Nothing is needed except the lines below that run from the one with "of the white" through the one with "the green bean", repeated exactly.

== Segment start ==

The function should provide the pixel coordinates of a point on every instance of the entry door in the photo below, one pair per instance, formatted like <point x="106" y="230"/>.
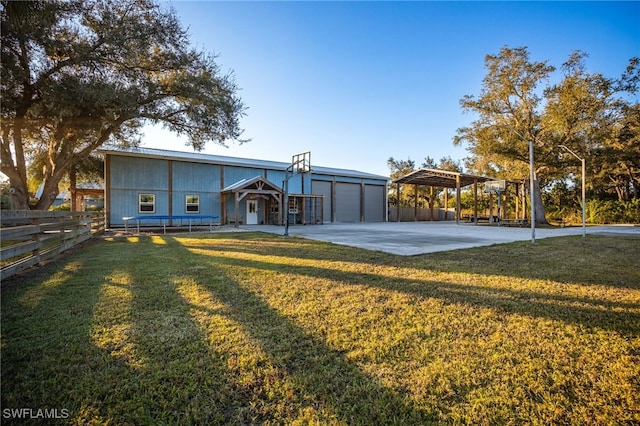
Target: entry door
<point x="252" y="212"/>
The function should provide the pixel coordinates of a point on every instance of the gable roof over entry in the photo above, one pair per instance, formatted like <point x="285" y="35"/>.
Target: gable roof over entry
<point x="251" y="187"/>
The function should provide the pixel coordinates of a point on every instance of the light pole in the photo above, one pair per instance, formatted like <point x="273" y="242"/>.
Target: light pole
<point x="531" y="183"/>
<point x="584" y="206"/>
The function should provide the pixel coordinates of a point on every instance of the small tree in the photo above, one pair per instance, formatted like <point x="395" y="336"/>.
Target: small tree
<point x="80" y="74"/>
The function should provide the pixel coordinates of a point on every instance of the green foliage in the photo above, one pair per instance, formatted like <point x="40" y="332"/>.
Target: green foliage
<point x="595" y="116"/>
<point x="247" y="328"/>
<point x="80" y="74"/>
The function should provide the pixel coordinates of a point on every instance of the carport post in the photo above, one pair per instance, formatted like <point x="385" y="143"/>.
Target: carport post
<point x="398" y="203"/>
<point x="457" y="199"/>
<point x="475" y="201"/>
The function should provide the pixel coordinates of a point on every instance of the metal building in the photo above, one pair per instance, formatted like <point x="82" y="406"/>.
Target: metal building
<point x="153" y="182"/>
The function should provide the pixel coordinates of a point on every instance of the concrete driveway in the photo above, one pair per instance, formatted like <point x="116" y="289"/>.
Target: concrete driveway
<point x="412" y="238"/>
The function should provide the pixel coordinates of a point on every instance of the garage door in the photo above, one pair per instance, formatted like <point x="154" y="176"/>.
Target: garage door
<point x="320" y="187"/>
<point x="347" y="202"/>
<point x="374" y="205"/>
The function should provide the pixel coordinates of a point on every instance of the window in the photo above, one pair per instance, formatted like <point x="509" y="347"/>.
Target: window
<point x="193" y="204"/>
<point x="146" y="203"/>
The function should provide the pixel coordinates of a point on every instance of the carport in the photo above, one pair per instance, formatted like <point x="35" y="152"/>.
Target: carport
<point x="443" y="179"/>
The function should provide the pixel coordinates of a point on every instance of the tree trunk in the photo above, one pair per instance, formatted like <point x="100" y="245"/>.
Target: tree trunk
<point x="19" y="195"/>
<point x="538" y="206"/>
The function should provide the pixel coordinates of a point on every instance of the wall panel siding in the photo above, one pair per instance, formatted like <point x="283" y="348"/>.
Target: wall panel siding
<point x="347" y="202"/>
<point x="323" y="188"/>
<point x="139" y="173"/>
<point x="196" y="177"/>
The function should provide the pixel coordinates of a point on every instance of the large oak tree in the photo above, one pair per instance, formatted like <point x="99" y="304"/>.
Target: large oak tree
<point x="77" y="75"/>
<point x="517" y="105"/>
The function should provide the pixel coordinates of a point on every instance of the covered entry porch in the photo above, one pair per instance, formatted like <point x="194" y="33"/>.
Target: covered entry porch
<point x="255" y="201"/>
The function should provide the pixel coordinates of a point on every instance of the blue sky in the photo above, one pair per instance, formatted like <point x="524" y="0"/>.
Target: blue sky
<point x="358" y="82"/>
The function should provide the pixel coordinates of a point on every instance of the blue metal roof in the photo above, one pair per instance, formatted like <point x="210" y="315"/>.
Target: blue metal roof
<point x="232" y="161"/>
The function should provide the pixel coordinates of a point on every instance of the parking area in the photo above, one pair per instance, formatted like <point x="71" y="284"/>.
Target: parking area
<point x="412" y="238"/>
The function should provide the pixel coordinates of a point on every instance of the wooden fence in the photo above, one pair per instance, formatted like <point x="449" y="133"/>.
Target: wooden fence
<point x="30" y="237"/>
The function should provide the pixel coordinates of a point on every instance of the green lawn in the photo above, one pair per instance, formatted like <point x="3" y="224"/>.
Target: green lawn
<point x="250" y="328"/>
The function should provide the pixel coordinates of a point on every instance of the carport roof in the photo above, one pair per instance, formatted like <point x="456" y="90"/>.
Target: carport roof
<point x="440" y="178"/>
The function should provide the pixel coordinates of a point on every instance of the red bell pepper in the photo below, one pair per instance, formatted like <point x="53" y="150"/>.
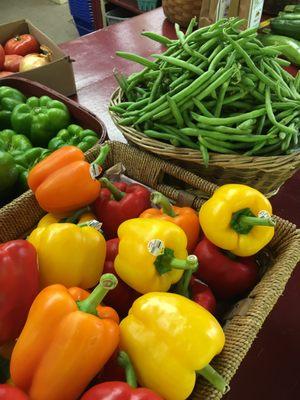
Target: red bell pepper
<point x="192" y="288"/>
<point x="118" y="202"/>
<point x="19" y="285"/>
<point x="123" y="296"/>
<point x="8" y="392"/>
<point x="121" y="390"/>
<point x="227" y="277"/>
<point x="201" y="294"/>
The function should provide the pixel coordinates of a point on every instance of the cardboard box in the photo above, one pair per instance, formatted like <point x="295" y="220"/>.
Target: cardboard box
<point x="58" y="74"/>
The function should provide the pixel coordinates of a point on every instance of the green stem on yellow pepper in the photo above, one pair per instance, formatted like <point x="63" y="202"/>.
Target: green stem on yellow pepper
<point x="166" y="262"/>
<point x="76" y="216"/>
<point x="116" y="193"/>
<point x="244" y="220"/>
<point x="160" y="200"/>
<point x="102" y="155"/>
<point x="89" y="305"/>
<point x="214" y="378"/>
<point x="125" y="362"/>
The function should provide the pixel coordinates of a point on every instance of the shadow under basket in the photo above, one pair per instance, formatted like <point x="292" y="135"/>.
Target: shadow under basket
<point x="246" y="317"/>
<point x="266" y="174"/>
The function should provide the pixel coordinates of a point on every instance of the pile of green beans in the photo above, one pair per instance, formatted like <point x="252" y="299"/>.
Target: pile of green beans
<point x="216" y="89"/>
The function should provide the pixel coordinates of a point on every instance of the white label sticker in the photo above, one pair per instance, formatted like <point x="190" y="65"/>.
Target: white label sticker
<point x="263" y="214"/>
<point x="95" y="170"/>
<point x="156" y="247"/>
<point x="95" y="224"/>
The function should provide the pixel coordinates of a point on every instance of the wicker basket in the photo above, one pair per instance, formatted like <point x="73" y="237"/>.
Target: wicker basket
<point x="247" y="317"/>
<point x="181" y="11"/>
<point x="266" y="174"/>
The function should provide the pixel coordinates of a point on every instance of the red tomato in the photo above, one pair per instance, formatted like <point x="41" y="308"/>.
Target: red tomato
<point x="12" y="62"/>
<point x="5" y="73"/>
<point x="22" y="45"/>
<point x="2" y="55"/>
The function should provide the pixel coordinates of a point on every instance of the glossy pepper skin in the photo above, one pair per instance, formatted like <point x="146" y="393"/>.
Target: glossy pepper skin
<point x="63" y="344"/>
<point x="8" y="392"/>
<point x="19" y="285"/>
<point x="25" y="161"/>
<point x="118" y="202"/>
<point x="9" y="99"/>
<point x="231" y="219"/>
<point x="123" y="296"/>
<point x="74" y="135"/>
<point x="185" y="217"/>
<point x="138" y="267"/>
<point x="40" y="119"/>
<point x="63" y="182"/>
<point x="69" y="254"/>
<point x="8" y="173"/>
<point x="227" y="277"/>
<point x="13" y="143"/>
<point x="121" y="390"/>
<point x="183" y="338"/>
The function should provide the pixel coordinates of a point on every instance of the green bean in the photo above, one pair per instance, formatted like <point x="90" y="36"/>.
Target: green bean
<point x="158" y="38"/>
<point x="175" y="111"/>
<point x="138" y="59"/>
<point x="224" y="136"/>
<point x="179" y="63"/>
<point x="155" y="87"/>
<point x="168" y="136"/>
<point x="216" y="148"/>
<point x="225" y="129"/>
<point x="202" y="108"/>
<point x="229" y="120"/>
<point x="251" y="64"/>
<point x="271" y="115"/>
<point x="192" y="24"/>
<point x="117" y="109"/>
<point x="220" y="99"/>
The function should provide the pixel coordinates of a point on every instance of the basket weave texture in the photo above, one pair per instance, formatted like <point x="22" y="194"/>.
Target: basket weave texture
<point x="266" y="174"/>
<point x="247" y="317"/>
<point x="181" y="11"/>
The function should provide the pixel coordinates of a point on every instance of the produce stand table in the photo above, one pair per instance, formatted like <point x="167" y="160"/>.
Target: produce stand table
<point x="271" y="369"/>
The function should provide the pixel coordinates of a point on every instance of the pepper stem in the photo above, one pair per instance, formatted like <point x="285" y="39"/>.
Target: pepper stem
<point x="107" y="283"/>
<point x="75" y="217"/>
<point x="244" y="220"/>
<point x="166" y="262"/>
<point x="117" y="194"/>
<point x="160" y="200"/>
<point x="214" y="378"/>
<point x="125" y="362"/>
<point x="102" y="155"/>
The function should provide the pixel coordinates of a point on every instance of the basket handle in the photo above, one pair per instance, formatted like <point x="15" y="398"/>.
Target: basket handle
<point x="185" y="187"/>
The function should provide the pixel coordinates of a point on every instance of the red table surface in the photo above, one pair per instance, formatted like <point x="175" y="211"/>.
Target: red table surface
<point x="271" y="369"/>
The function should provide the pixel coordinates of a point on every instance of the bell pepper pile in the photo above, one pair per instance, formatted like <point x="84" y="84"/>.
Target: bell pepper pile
<point x="109" y="298"/>
<point x="30" y="129"/>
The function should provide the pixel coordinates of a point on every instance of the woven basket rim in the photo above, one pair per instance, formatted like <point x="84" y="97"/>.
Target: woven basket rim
<point x="263" y="163"/>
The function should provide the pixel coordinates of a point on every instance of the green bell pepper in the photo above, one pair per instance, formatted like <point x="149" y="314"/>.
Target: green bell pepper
<point x="40" y="119"/>
<point x="13" y="143"/>
<point x="9" y="98"/>
<point x="8" y="173"/>
<point x="25" y="162"/>
<point x="74" y="135"/>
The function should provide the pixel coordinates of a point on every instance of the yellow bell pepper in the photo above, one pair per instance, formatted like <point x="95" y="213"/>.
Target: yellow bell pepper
<point x="69" y="254"/>
<point x="238" y="218"/>
<point x="170" y="339"/>
<point x="152" y="254"/>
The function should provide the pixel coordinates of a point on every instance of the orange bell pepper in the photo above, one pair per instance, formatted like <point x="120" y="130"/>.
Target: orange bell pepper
<point x="64" y="343"/>
<point x="64" y="182"/>
<point x="103" y="312"/>
<point x="185" y="217"/>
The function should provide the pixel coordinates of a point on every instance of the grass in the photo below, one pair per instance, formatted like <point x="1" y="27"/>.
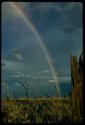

== Segment end ==

**TASK ANSWER:**
The function should provide the pixel coordinates of a point on every instance of the white label sticker in the photo above, one pair per instance, formatted like <point x="190" y="65"/>.
Target: white label sticker
<point x="263" y="214"/>
<point x="95" y="170"/>
<point x="156" y="247"/>
<point x="95" y="224"/>
The function should provide the pixel coordinates of a point on every instance of the wicker basket in the photo above, one pair per instance, formatted like <point x="73" y="237"/>.
Target: wicker basket
<point x="247" y="317"/>
<point x="181" y="11"/>
<point x="266" y="174"/>
The function should provide the pixel coordinates of a point on every instance of the red tomato in the photo above, one pair per instance, formatted like <point x="41" y="308"/>.
Target: red tomato
<point x="12" y="62"/>
<point x="5" y="73"/>
<point x="22" y="45"/>
<point x="2" y="55"/>
The function should provide the pixel coordinates of a point on every instance of the glossy pepper skin in the photo above, one pair per instance, formatted like <point x="146" y="393"/>.
Target: glossy pepper skin
<point x="63" y="344"/>
<point x="8" y="392"/>
<point x="19" y="285"/>
<point x="25" y="161"/>
<point x="118" y="202"/>
<point x="9" y="99"/>
<point x="231" y="219"/>
<point x="123" y="296"/>
<point x="74" y="135"/>
<point x="185" y="217"/>
<point x="138" y="267"/>
<point x="40" y="119"/>
<point x="63" y="182"/>
<point x="69" y="254"/>
<point x="8" y="173"/>
<point x="227" y="277"/>
<point x="13" y="143"/>
<point x="121" y="390"/>
<point x="183" y="338"/>
The function should provide the pixel coordinates of a point on every instance of the green bean in the photo above, one pair per instance, formatted like <point x="90" y="36"/>.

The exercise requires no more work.